- _Extracted data_:
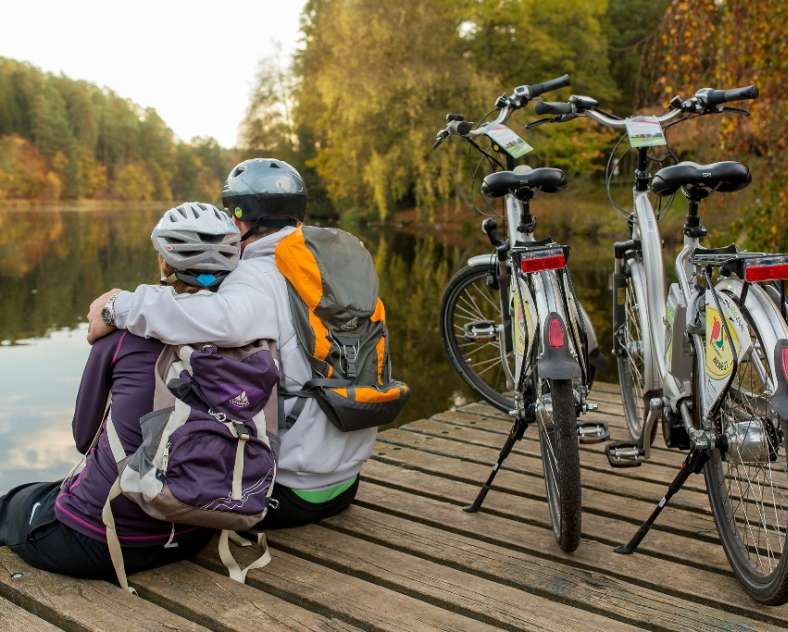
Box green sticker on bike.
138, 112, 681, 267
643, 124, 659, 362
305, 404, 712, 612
627, 116, 668, 148
484, 123, 534, 160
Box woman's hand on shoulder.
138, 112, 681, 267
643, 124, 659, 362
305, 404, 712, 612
88, 288, 121, 344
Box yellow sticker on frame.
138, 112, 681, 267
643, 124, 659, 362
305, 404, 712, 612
706, 306, 739, 380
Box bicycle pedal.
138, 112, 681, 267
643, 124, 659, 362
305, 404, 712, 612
605, 441, 643, 467
583, 401, 599, 413
577, 421, 610, 443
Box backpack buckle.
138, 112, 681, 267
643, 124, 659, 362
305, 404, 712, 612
230, 421, 252, 441
342, 343, 361, 379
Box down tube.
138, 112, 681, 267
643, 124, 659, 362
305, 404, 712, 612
635, 192, 668, 389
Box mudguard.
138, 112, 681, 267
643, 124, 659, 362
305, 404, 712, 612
536, 312, 582, 380
772, 340, 788, 421
468, 253, 496, 268
467, 253, 606, 360
715, 277, 788, 419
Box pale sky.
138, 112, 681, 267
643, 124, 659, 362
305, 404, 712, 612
0, 0, 304, 147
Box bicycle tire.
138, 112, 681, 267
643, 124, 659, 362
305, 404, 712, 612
538, 380, 582, 553
440, 266, 514, 412
693, 296, 788, 605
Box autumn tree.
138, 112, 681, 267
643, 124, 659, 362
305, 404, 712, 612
647, 0, 788, 251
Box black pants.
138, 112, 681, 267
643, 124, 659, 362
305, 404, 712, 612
0, 483, 214, 581
257, 478, 358, 529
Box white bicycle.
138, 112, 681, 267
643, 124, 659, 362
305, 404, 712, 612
434, 76, 608, 551
536, 86, 788, 604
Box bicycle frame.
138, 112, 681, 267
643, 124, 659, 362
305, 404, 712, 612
616, 149, 786, 458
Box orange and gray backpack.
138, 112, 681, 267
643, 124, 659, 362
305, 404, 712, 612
276, 225, 410, 432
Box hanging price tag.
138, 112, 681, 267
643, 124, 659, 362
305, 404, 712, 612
627, 116, 668, 148
484, 123, 534, 159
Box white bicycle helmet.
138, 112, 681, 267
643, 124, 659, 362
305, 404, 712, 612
151, 202, 241, 289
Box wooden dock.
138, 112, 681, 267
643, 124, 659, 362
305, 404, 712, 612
0, 384, 788, 632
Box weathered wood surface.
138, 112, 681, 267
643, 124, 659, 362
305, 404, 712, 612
0, 384, 788, 632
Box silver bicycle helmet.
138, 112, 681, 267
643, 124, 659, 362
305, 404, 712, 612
151, 202, 241, 289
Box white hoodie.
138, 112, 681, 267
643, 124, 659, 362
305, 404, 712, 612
115, 227, 376, 490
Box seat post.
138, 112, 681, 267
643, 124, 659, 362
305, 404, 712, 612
683, 187, 709, 239
517, 188, 536, 235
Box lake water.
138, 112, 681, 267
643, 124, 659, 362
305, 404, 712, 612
0, 200, 623, 493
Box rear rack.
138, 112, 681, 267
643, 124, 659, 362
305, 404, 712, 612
690, 244, 788, 283
512, 238, 569, 274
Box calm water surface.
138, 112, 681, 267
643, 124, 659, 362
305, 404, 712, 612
0, 203, 628, 493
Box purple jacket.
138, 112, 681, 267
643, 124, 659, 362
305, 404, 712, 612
55, 331, 208, 546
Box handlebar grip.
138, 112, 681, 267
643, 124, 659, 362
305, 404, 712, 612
446, 121, 473, 136
528, 75, 571, 99
534, 101, 572, 115
706, 85, 758, 106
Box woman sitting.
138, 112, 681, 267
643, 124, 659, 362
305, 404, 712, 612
0, 203, 241, 579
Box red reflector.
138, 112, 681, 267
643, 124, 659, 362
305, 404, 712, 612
520, 253, 566, 273
783, 347, 788, 380
744, 263, 788, 283
547, 318, 566, 347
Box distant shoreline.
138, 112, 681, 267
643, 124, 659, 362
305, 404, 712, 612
0, 199, 177, 213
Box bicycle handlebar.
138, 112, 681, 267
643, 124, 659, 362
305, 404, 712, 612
526, 75, 571, 99
534, 101, 574, 116
695, 85, 758, 107
432, 75, 571, 149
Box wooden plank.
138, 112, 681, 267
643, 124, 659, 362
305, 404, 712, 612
438, 411, 696, 471
428, 413, 788, 495
130, 562, 360, 632
0, 598, 60, 632
363, 451, 731, 573
314, 498, 788, 631
352, 477, 788, 629
269, 525, 637, 632
374, 443, 719, 543
0, 547, 205, 632
197, 546, 504, 632
388, 420, 711, 516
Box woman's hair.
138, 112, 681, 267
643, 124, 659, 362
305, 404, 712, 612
159, 255, 202, 294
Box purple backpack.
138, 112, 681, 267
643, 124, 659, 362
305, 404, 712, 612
102, 342, 279, 592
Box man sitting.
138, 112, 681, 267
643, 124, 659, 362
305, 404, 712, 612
88, 158, 376, 528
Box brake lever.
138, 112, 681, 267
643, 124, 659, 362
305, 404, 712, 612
525, 117, 558, 129
720, 106, 750, 116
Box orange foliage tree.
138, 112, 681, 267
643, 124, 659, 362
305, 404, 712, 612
647, 0, 788, 251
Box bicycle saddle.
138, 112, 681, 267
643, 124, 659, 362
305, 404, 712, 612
651, 160, 752, 195
482, 167, 566, 197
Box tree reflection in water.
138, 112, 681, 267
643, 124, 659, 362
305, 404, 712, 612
0, 208, 610, 492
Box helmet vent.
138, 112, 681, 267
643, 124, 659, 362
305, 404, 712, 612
197, 233, 225, 244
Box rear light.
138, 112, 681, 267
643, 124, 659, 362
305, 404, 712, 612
744, 256, 788, 283
783, 347, 788, 381
547, 317, 568, 348
520, 249, 566, 274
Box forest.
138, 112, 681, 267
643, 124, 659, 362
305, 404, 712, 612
0, 0, 788, 248
0, 57, 231, 201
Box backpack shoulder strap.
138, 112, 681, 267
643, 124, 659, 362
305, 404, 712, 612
219, 529, 271, 584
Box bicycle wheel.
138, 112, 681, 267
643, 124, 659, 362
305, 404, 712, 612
694, 304, 788, 605
440, 266, 514, 412
537, 380, 582, 553
613, 262, 650, 441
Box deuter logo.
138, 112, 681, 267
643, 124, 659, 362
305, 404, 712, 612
230, 391, 249, 408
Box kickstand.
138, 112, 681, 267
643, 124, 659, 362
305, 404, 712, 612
462, 415, 528, 513
614, 449, 709, 555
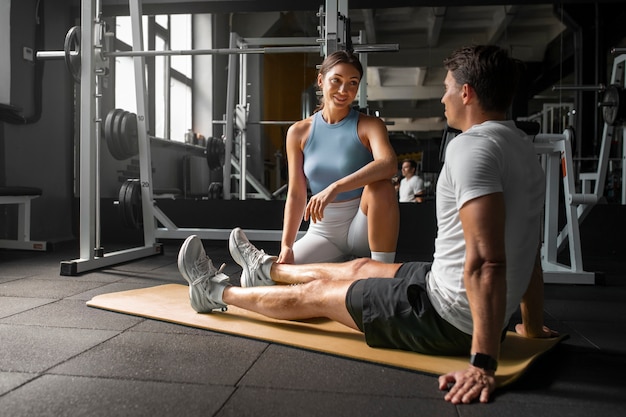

- _Required task_:
Write out all the records above again, substituting "bike" for every instance of "bicycle" and keeping everything else the same. Leave out the pictures.

- _Final answer_:
Box green sticker on bike.
138, 112, 681, 267
643, 124, 659, 362
305, 404, 712, 612
627, 116, 668, 148
484, 123, 534, 160
Box woman's hand on shoulder.
138, 112, 681, 267
643, 124, 659, 362
305, 404, 712, 612
88, 288, 121, 344
Box yellow sticker on frame.
138, 112, 681, 267
643, 124, 659, 362
305, 404, 712, 612
706, 306, 739, 380
Box bike pedal.
138, 112, 681, 267
643, 124, 659, 362
305, 404, 712, 612
605, 441, 643, 467
583, 401, 599, 413
577, 421, 610, 443
Box backpack buckle.
138, 112, 681, 267
643, 124, 659, 362
305, 404, 712, 612
230, 421, 252, 441
342, 343, 361, 379
Box down tube.
138, 112, 681, 267
643, 124, 659, 362
305, 404, 712, 612
635, 192, 668, 389
Box mudguard.
138, 112, 681, 267
643, 124, 659, 362
305, 404, 712, 612
536, 312, 582, 380
772, 340, 788, 421
468, 253, 496, 268
467, 253, 606, 360
715, 277, 788, 419
Box pale sky.
138, 112, 681, 267
643, 124, 659, 362
305, 404, 712, 612
0, 0, 304, 147
Box bike tire.
138, 112, 681, 267
643, 124, 659, 362
305, 404, 712, 612
538, 380, 582, 553
440, 266, 514, 412
693, 296, 788, 605
Box autumn tree.
138, 112, 681, 267
643, 124, 659, 362
305, 404, 712, 612
647, 0, 788, 251
Box black pants.
138, 112, 681, 267
643, 124, 659, 362
305, 404, 712, 612
0, 483, 214, 581
257, 478, 358, 529
Box white bike.
138, 112, 681, 267
643, 124, 659, 362
305, 404, 712, 612
434, 76, 608, 551
536, 86, 788, 604
Box bike frame.
138, 112, 681, 267
643, 124, 659, 362
305, 404, 712, 612
616, 149, 786, 458
Box orange and gray backpack.
138, 112, 681, 267
643, 124, 659, 362
305, 404, 712, 612
276, 225, 410, 432
Box hanging price tag.
138, 112, 681, 267
643, 124, 659, 362
305, 404, 712, 612
627, 116, 668, 148
484, 123, 534, 159
Box white bike helmet.
138, 112, 681, 267
643, 124, 659, 362
305, 404, 712, 612
151, 202, 241, 289
Box wooden dock.
138, 112, 681, 267
643, 124, 659, 362
305, 404, 712, 612
0, 384, 788, 632
Box weathered wood surface.
138, 112, 681, 267
643, 124, 659, 362
305, 404, 712, 612
0, 384, 788, 632
Box silver bike helmet.
138, 112, 681, 267
643, 124, 659, 362
305, 404, 712, 612
151, 202, 241, 289
Box white hoodie.
138, 112, 681, 267
643, 124, 659, 362
305, 404, 712, 612
115, 227, 376, 490
Box seat post.
138, 112, 681, 267
643, 124, 659, 362
305, 404, 712, 612
683, 187, 709, 239
517, 188, 536, 235
Box lake water.
138, 112, 681, 267
643, 124, 659, 362
305, 404, 712, 612
0, 200, 623, 493
Box rear rack.
138, 112, 681, 267
643, 124, 659, 362
305, 404, 712, 612
690, 244, 788, 283
512, 238, 569, 274
Box calm water surface.
138, 112, 681, 267
643, 124, 659, 362
305, 404, 712, 612
0, 203, 628, 493
Box purple jacket.
138, 112, 681, 267
643, 124, 659, 362
305, 404, 712, 612
55, 331, 208, 546
Box handlebar grip.
138, 112, 681, 267
643, 124, 659, 362
305, 404, 712, 612
446, 121, 473, 136
528, 75, 571, 99
534, 101, 572, 115
706, 85, 758, 106
Box woman sitting.
138, 112, 681, 267
643, 124, 659, 362
305, 404, 712, 612
0, 203, 241, 579
Box red reflector.
138, 112, 681, 267
643, 124, 659, 362
305, 404, 712, 612
520, 253, 566, 273
783, 347, 788, 380
744, 263, 788, 283
547, 318, 566, 347
Box distant shoreline.
138, 112, 681, 267
643, 124, 659, 362
305, 404, 712, 612
0, 199, 177, 213
Box bike handlebar.
138, 112, 681, 267
643, 124, 659, 362
305, 404, 712, 612
526, 75, 571, 99
534, 101, 574, 116
695, 85, 758, 107
432, 75, 571, 149
Box wooden plank.
138, 112, 681, 267
643, 124, 659, 362
305, 404, 712, 612
438, 411, 696, 471
428, 413, 788, 495
130, 562, 360, 632
0, 598, 60, 632
363, 451, 731, 573
314, 498, 788, 631
352, 477, 788, 629
269, 525, 637, 632
374, 443, 719, 543
0, 547, 205, 632
197, 546, 504, 632
388, 420, 711, 516
Box woman's hair.
138, 112, 681, 267
643, 124, 659, 362
305, 404, 712, 612
159, 255, 202, 294
Box purple backpack.
138, 112, 681, 267
643, 124, 659, 362
305, 404, 712, 612
102, 342, 279, 592
Box man sitting.
138, 112, 681, 267
643, 124, 659, 362
305, 404, 712, 612
88, 158, 376, 528
Box brake lever.
138, 112, 681, 267
643, 124, 659, 362
305, 404, 712, 612
525, 117, 558, 129
720, 106, 750, 116
Box orange foliage tree.
138, 112, 681, 267
643, 124, 659, 362
305, 404, 712, 612
647, 0, 788, 251
Box bike saddle.
138, 112, 681, 267
643, 124, 659, 362
305, 404, 712, 612
651, 160, 752, 195
482, 167, 566, 197
Box tree reflection in water.
138, 112, 681, 267
643, 124, 659, 362
305, 404, 712, 612
0, 208, 610, 492
Box helmet vent.
138, 112, 681, 267
643, 124, 659, 362
305, 404, 712, 612
197, 233, 225, 244
Box rear light.
138, 112, 681, 267
643, 124, 659, 362
305, 404, 712, 612
744, 256, 788, 283
783, 347, 788, 381
547, 317, 568, 348
520, 249, 566, 274
Box forest.
138, 112, 681, 267
643, 124, 659, 362
305, 404, 712, 612
0, 0, 788, 248
0, 57, 231, 201
Box backpack shoulder strap.
138, 112, 681, 267
643, 124, 659, 362
305, 404, 712, 612
219, 529, 271, 584
Box bike wheel.
138, 112, 681, 267
643, 124, 659, 362
305, 404, 712, 612
694, 304, 788, 605
440, 266, 514, 412
537, 380, 582, 553
613, 262, 650, 441
Box deuter logo.
138, 112, 681, 267
643, 124, 659, 362
305, 404, 712, 612
230, 391, 249, 408
Box kickstand.
138, 112, 681, 267
643, 124, 659, 362
305, 404, 712, 612
462, 415, 528, 513
614, 449, 709, 555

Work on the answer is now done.